▸ TASK GOAL
Copy the data from its beginning through the line containing "<point>13,73</point>", both ends included, swapping "Target" for "Object" and keeping everything else unchanged. Leave the pictures out.

Position annotation data
__________

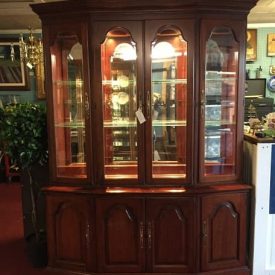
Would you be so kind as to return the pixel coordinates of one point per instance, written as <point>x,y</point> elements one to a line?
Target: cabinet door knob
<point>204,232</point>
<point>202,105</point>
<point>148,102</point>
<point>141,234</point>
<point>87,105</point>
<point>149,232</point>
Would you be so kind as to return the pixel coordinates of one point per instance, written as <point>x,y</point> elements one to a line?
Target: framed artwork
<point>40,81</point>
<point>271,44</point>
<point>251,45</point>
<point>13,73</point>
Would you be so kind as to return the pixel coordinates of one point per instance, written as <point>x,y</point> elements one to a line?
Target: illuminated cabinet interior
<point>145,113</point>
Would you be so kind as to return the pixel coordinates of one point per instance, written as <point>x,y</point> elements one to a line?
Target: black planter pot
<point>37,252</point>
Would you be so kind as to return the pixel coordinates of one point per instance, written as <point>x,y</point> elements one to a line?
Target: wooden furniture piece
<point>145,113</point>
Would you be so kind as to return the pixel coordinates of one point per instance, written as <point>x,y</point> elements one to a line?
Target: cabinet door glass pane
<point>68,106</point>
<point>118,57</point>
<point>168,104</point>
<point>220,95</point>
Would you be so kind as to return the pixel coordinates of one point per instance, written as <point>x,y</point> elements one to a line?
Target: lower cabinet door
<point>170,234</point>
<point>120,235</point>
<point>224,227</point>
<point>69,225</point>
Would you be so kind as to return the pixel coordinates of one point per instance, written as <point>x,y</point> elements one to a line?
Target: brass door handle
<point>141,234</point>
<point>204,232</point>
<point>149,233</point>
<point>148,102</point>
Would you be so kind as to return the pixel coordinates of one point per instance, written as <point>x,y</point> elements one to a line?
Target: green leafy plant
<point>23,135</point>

__________

▸ RESULT FOR THIS TASK
Would you be so kind as to return the pixel coordinates of one point per instance, written as <point>x,y</point> elements one to a line?
Object: cabinet door knob
<point>204,232</point>
<point>202,105</point>
<point>148,102</point>
<point>141,234</point>
<point>87,105</point>
<point>149,232</point>
Would you be so kind as to return the pixel coordinates of one point per instance, written as <point>x,y</point> elements one to a line?
Object: framed artwork
<point>40,81</point>
<point>271,44</point>
<point>251,45</point>
<point>13,73</point>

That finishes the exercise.